§ **What you are asked to do**
Each line of the data below must be reproduced without any change.

§ **Exercise data**
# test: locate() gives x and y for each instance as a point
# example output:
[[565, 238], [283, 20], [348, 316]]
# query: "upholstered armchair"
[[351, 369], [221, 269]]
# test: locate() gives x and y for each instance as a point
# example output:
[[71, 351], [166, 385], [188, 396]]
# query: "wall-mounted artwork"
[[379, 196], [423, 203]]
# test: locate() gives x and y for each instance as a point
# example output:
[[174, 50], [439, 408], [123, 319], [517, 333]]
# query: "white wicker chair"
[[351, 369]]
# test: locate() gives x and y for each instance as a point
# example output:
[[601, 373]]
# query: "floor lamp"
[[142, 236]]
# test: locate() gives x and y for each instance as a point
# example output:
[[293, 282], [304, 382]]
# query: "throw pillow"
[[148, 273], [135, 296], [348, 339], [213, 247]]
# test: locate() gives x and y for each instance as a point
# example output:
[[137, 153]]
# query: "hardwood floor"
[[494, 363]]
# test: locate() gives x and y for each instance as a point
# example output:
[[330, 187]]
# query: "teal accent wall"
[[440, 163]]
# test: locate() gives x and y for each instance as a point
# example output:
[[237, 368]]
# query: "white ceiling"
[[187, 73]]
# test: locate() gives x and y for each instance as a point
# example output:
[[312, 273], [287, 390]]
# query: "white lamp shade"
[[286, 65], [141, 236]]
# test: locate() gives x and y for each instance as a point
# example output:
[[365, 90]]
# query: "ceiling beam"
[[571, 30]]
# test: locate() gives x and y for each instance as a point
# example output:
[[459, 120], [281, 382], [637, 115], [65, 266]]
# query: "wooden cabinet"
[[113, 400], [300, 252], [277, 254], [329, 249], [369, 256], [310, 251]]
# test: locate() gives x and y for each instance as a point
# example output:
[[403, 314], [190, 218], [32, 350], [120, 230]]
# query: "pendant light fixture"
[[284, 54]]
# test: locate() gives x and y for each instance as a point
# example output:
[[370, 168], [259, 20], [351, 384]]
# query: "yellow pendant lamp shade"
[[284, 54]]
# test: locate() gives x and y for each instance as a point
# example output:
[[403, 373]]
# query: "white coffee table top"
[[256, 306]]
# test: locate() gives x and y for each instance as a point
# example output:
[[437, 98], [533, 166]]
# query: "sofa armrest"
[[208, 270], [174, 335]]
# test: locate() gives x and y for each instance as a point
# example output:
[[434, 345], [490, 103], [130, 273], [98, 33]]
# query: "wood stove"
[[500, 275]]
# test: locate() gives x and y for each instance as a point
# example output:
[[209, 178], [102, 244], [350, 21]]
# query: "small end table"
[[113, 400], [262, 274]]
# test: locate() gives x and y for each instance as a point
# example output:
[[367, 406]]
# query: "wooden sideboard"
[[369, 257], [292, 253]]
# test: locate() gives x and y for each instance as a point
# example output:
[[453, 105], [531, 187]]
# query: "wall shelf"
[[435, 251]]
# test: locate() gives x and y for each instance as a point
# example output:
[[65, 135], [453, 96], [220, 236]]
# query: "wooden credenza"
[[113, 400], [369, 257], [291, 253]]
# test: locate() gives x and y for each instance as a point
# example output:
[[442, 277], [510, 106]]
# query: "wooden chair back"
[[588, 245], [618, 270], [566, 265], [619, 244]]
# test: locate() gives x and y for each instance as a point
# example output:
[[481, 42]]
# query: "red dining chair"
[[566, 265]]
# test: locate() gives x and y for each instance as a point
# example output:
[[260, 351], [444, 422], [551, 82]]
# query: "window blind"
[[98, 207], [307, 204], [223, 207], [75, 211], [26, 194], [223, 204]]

§ **Written response**
# test: locate() gives x and y for each instance as a point
# example output:
[[565, 238], [283, 20], [348, 316]]
# query: "upholstered armchair"
[[351, 369], [221, 269]]
# test: locate() gives x and y for each instance as a point
# example output:
[[71, 351], [166, 385], [188, 396]]
# query: "wall-mounted artwork"
[[379, 196], [423, 203]]
# test: locate() gives x and y for each instance as a point
# example output:
[[174, 50], [439, 408], [123, 319], [517, 333]]
# query: "white wicker chair"
[[351, 369]]
# test: locate() gives x and y for each instance as a point
# example output:
[[601, 373]]
# query: "floor lamp"
[[142, 236]]
# test: locate() gives x and y for each instance as a point
# example output:
[[293, 282], [304, 382]]
# query: "throw pillow"
[[148, 273], [135, 296], [348, 339], [213, 247]]
# test: locate() gives x and y for each instance as a point
# example output:
[[137, 153]]
# query: "hardwood floor"
[[494, 363]]
# test: locate() gives x and y for each instance as a point
# example output:
[[330, 187]]
# query: "teal accent wall"
[[440, 163]]
# test: locate() gives x and y for each instance as a point
# example output:
[[237, 368]]
# query: "white ceiling"
[[187, 73]]
# test: locate() gives x and y for each instance as a point
# example output:
[[312, 273], [287, 390]]
# query: "white lamp shade"
[[286, 65], [141, 236]]
# test: locate() gives x and y for each instance as a point
# example output:
[[365, 90]]
# query: "ceiling beam"
[[571, 30]]
# test: locate() gives x and y for each instance as a point
# example output:
[[459, 120], [281, 382], [637, 115], [65, 266]]
# query: "wooden cabinet"
[[113, 400], [300, 252], [277, 254], [329, 249], [369, 256], [310, 251]]
# test: locate() gives x and y for each instance as a point
# example output:
[[403, 314], [190, 218], [32, 350], [120, 230]]
# query: "pendant light fixture"
[[284, 54]]
# test: locate() gives x and y for each instance as a point
# example output:
[[370, 168], [259, 20], [351, 384]]
# query: "yellow pendant lamp shade"
[[284, 54]]
# test: locate() gives x and y for each instance as a point
# example output:
[[403, 373]]
# query: "white coffee table top"
[[256, 306]]
# test: locate() gives x and y for each instance as a point
# example output:
[[437, 98], [533, 166]]
# query: "sofa armrest"
[[208, 270], [174, 335]]
# test: locate() gives x and y for each instance as a point
# example output:
[[434, 345], [490, 103], [130, 273], [98, 33]]
# query: "wood stove"
[[500, 275]]
# test: locate() gives x and y for each instance as a point
# example output:
[[209, 178], [102, 244], [350, 21]]
# query: "small end table"
[[113, 400], [262, 274]]
# test: locate() gives x and y for each instance as a point
# example output:
[[367, 406]]
# query: "wooden sideboard"
[[369, 257], [292, 253]]
# test: locate() gives x and y for each instance as a point
# example output:
[[453, 105], [531, 187]]
# query: "wall shelf"
[[435, 251]]
# test: locate() gives x and y for each instance as a point
# example output:
[[65, 135], [453, 96], [220, 236]]
# query: "wooden credenza"
[[113, 400], [369, 257], [291, 253]]
# test: locate() gives x and y for each instance as a point
# example output:
[[442, 277], [510, 106]]
# query: "wooden chair back"
[[588, 245], [618, 270], [566, 265], [619, 244]]
# test: locate() gives x and y for each instance as a point
# example output:
[[481, 42]]
# query: "red dining chair"
[[566, 265]]
# test: locate() gives x and y for each instance as a point
# example output:
[[260, 351], [444, 422], [551, 82]]
# query: "window blind"
[[98, 207], [307, 204], [223, 207], [75, 211], [26, 194], [223, 204]]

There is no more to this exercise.